• _GIVEN DATA_:
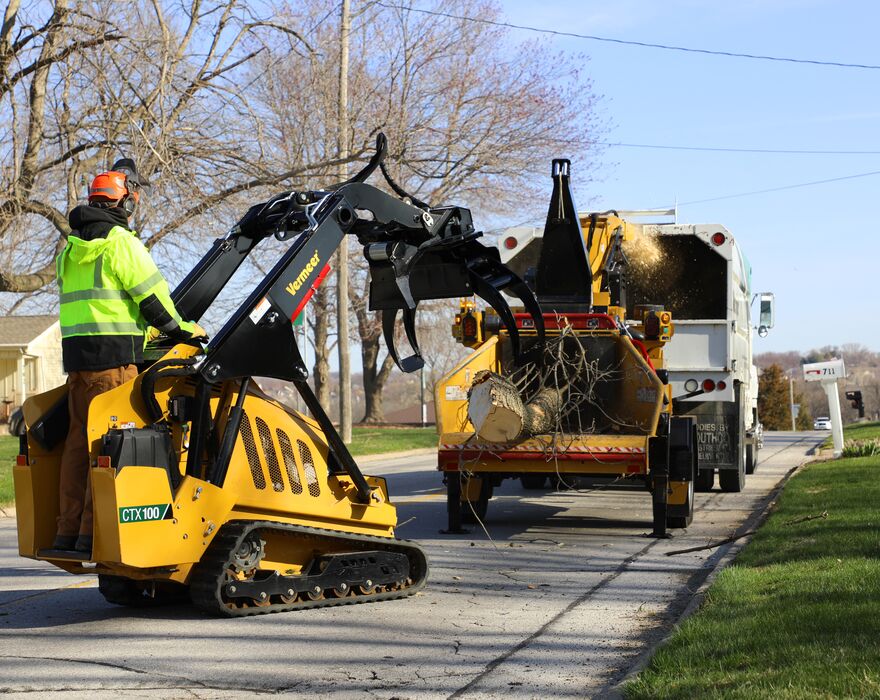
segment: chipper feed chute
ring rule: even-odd
[[[483,296],[509,321],[517,352],[500,291],[521,296],[536,324],[541,318],[528,288],[477,241],[467,209],[431,208],[364,184],[385,150],[380,135],[376,155],[352,180],[252,207],[173,297],[184,317],[198,320],[251,250],[274,235],[290,245],[271,272],[207,347],[159,343],[136,379],[92,402],[90,559],[48,549],[65,389],[25,404],[28,433],[15,468],[22,556],[97,573],[115,603],[189,595],[230,616],[398,598],[425,584],[424,553],[394,537],[384,479],[360,472],[306,382],[292,321],[348,235],[364,246],[371,306],[383,311],[389,348],[403,312],[413,349],[398,362],[405,371],[422,364],[420,300]],[[293,382],[311,415],[263,394],[254,375]]]
[[[474,351],[435,388],[450,532],[486,517],[508,478],[534,490],[579,477],[638,481],[651,492],[655,535],[690,523],[695,432],[692,418],[671,415],[671,315],[650,306],[626,318],[633,230],[613,212],[580,216],[569,176],[569,161],[554,160],[543,236],[509,261],[544,316],[530,361],[513,362],[509,333],[467,300],[453,325]],[[527,348],[538,340],[532,315],[514,314]]]

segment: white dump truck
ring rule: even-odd
[[[623,215],[623,214],[622,214]],[[718,224],[643,224],[627,303],[662,303],[675,320],[666,348],[673,413],[697,418],[696,488],[741,491],[762,445],[752,336],[773,326],[773,295],[754,295],[751,266]],[[759,324],[752,304],[760,297]]]
[[[614,212],[628,223],[674,211]],[[585,235],[589,214],[581,214]],[[741,491],[755,470],[762,444],[758,373],[752,362],[754,330],[773,326],[770,293],[753,295],[751,267],[730,231],[717,224],[644,223],[624,247],[627,316],[636,307],[672,313],[675,335],[665,350],[673,413],[697,419],[696,490],[709,491],[719,475],[723,491]],[[513,269],[534,256],[541,230],[516,227],[502,233],[501,258]],[[528,267],[528,263],[525,264]],[[521,271],[528,276],[527,270]],[[760,318],[752,304],[760,297]]]

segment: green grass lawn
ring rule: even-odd
[[[794,476],[626,697],[880,697],[878,472],[862,457]]]
[[[880,421],[871,423],[850,423],[843,426],[843,439],[846,440],[870,440],[880,438]],[[831,436],[829,435],[822,447],[831,447]]]
[[[434,428],[355,426],[351,433],[349,449],[355,456],[437,447],[437,431]]]
[[[352,444],[349,448],[353,455],[437,446],[437,431],[434,428],[355,427],[352,429],[352,438]],[[12,487],[12,467],[15,464],[17,454],[18,438],[0,435],[0,506],[15,500]]]
[[[12,487],[12,467],[18,454],[18,438],[11,435],[0,435],[0,506],[8,505],[15,500]]]

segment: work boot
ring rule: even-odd
[[[52,549],[64,549],[72,552],[76,549],[76,542],[79,538],[76,535],[55,535],[55,541],[52,542]]]
[[[91,535],[80,535],[76,538],[76,544],[74,545],[74,549],[77,552],[88,552],[91,554],[92,552],[92,536]]]

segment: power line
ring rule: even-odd
[[[612,39],[606,36],[596,36],[593,34],[578,34],[576,32],[563,32],[556,29],[542,29],[540,27],[530,27],[524,24],[513,24],[511,22],[499,22],[497,20],[484,19],[482,17],[467,17],[465,15],[454,15],[450,12],[438,12],[437,10],[423,10],[418,7],[408,7],[406,5],[395,5],[393,3],[376,2],[380,7],[393,10],[407,10],[410,12],[420,12],[424,15],[434,15],[435,17],[446,17],[448,19],[459,19],[466,22],[478,22],[480,24],[491,24],[495,27],[507,27],[509,29],[524,29],[528,32],[536,32],[538,34],[553,34],[555,36],[569,36],[575,39],[588,39],[590,41],[604,41],[610,44],[623,44],[625,46],[641,46],[648,49],[663,49],[664,51],[683,51],[685,53],[701,53],[710,56],[727,56],[728,58],[751,58],[759,61],[777,61],[782,63],[805,63],[814,66],[833,66],[836,68],[862,68],[866,70],[880,70],[878,65],[869,65],[864,63],[843,63],[841,61],[818,61],[808,58],[788,58],[785,56],[765,56],[762,54],[738,53],[735,51],[713,51],[711,49],[694,49],[687,46],[673,46],[670,44],[654,44],[645,41],[632,41],[627,39]]]
[[[797,185],[783,185],[782,187],[770,187],[765,190],[752,190],[751,192],[740,192],[738,194],[726,194],[722,197],[710,197],[708,199],[695,199],[690,202],[679,202],[678,206],[686,206],[689,204],[704,204],[706,202],[719,202],[722,199],[734,199],[735,197],[748,197],[753,194],[765,194],[767,192],[781,192],[782,190],[793,190],[798,187],[810,187],[812,185],[824,185],[829,182],[841,182],[842,180],[855,180],[859,177],[870,177],[871,175],[880,175],[880,170],[872,170],[869,173],[858,173],[856,175],[844,175],[843,177],[831,177],[827,180],[814,180],[813,182],[801,182]]]
[[[620,143],[611,141],[595,141],[597,146],[609,148],[657,148],[669,151],[711,151],[720,153],[786,153],[797,155],[838,155],[838,156],[876,156],[880,151],[826,151],[810,149],[785,149],[785,148],[727,148],[723,146],[666,146],[655,143]]]

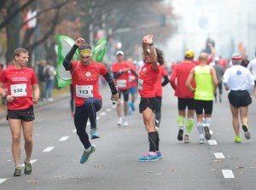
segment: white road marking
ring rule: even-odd
[[[69,136],[62,136],[61,139],[59,139],[59,141],[65,141],[68,138]]]
[[[208,143],[209,143],[209,145],[218,145],[218,143],[215,140],[209,140]]]
[[[106,112],[101,112],[100,115],[104,116],[104,115],[106,115]]]
[[[225,158],[225,157],[224,156],[224,154],[222,153],[214,153],[214,155],[217,159]]]
[[[43,152],[50,152],[55,148],[55,147],[48,147],[47,148],[45,148]]]
[[[37,162],[38,160],[37,159],[32,159],[32,160],[30,160],[30,163],[32,164],[34,162]],[[22,164],[21,165],[20,165],[20,167],[24,167],[25,166],[25,164]]]
[[[4,181],[6,181],[7,179],[0,179],[0,184],[3,183]]]
[[[224,178],[235,178],[231,170],[222,170],[222,173]]]

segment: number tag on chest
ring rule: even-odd
[[[20,97],[27,95],[26,83],[19,83],[10,85],[11,95],[14,97]]]
[[[122,80],[122,79],[118,79],[116,81],[116,84],[117,84],[118,87],[125,88],[126,85],[127,85],[127,81],[126,80]]]
[[[93,86],[92,85],[76,85],[76,94],[78,97],[80,98],[90,98],[93,97],[92,94]]]

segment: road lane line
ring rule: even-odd
[[[32,164],[33,163],[35,163],[35,162],[37,162],[38,160],[37,159],[32,159],[32,160],[30,160],[30,163]],[[25,166],[25,164],[22,164],[21,165],[20,165],[20,167],[24,167]]]
[[[0,179],[0,184],[3,183],[4,181],[6,181],[7,179]]]
[[[55,147],[48,147],[47,148],[45,148],[43,152],[50,152],[55,148]]]
[[[106,115],[106,112],[101,112],[100,115],[104,116],[104,115]]]
[[[69,136],[62,136],[61,139],[59,139],[59,141],[65,141],[68,138]]]
[[[224,178],[235,178],[235,176],[231,170],[222,170],[222,173]]]
[[[217,141],[215,140],[208,140],[209,145],[218,145]]]
[[[224,156],[224,154],[222,153],[214,153],[214,155],[215,155],[217,159],[225,158],[225,157]]]

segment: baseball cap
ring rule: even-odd
[[[241,60],[241,56],[240,54],[235,53],[232,55],[232,60]]]
[[[190,49],[188,49],[186,51],[185,51],[185,57],[189,57],[189,58],[192,58],[195,56],[195,54],[194,54],[194,51],[192,51]]]
[[[117,51],[115,55],[118,55],[119,54],[122,55],[124,55],[124,52],[123,51]]]

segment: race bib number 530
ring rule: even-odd
[[[27,95],[26,83],[19,83],[10,85],[11,95],[14,97],[20,97]]]
[[[76,94],[78,97],[80,98],[90,98],[93,97],[92,94],[93,86],[92,85],[76,85]]]

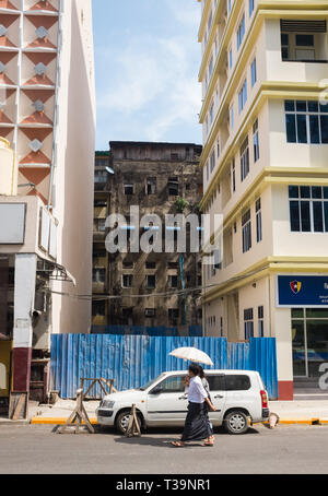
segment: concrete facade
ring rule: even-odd
[[[232,340],[276,336],[280,399],[291,400],[300,380],[318,389],[327,361],[327,305],[305,300],[295,320],[297,304],[279,304],[278,283],[282,274],[292,284],[328,272],[328,122],[319,106],[328,2],[201,5],[201,209],[224,216],[222,270],[204,271],[206,285],[215,287],[203,300],[203,324],[218,335],[222,319]],[[293,200],[293,187],[307,200]]]
[[[121,214],[131,238],[139,227],[130,219],[130,208],[139,208],[140,220],[148,214],[162,222],[163,252],[131,252],[109,256],[109,324],[186,327],[201,324],[201,263],[191,253],[165,252],[165,215],[199,212],[202,178],[199,169],[201,146],[179,143],[110,142],[110,214]],[[185,208],[177,208],[177,200]],[[156,222],[153,224],[155,225]],[[140,238],[147,229],[140,227]],[[157,238],[160,239],[160,238]],[[181,264],[183,263],[183,264]],[[199,288],[187,295],[179,290]],[[161,295],[162,296],[159,296]],[[138,297],[140,295],[140,297]],[[143,295],[149,295],[144,297]]]
[[[8,219],[0,237],[2,333],[13,340],[14,411],[22,394],[33,397],[32,383],[45,399],[50,334],[91,327],[91,302],[79,298],[92,292],[91,1],[3,1],[0,31],[0,137],[14,155],[11,167],[0,164]]]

• _PROBLEM STATEMENT_:
From the listing above, output every line from the one containing "segment: road lane line" through the one containing "[[[106,115],[106,112],[101,112],[100,115],[104,116],[104,115]]]" as a numbered list, including both of those lines and skipping any blank lines.

• _THE RESULT_:
1. segment: road lane line
2. ring rule: even-odd
3. [[[32,164],[33,163],[35,163],[35,162],[37,162],[38,160],[37,159],[32,159],[32,160],[30,160],[30,163]],[[25,166],[25,164],[22,164],[21,165],[20,165],[20,167],[24,167]]]
4. [[[0,179],[0,184],[3,183],[4,181],[6,181],[7,179]]]
5. [[[55,147],[48,147],[47,148],[45,148],[43,152],[50,152],[55,148]]]
6. [[[106,115],[106,112],[101,112],[100,115],[104,116],[104,115]]]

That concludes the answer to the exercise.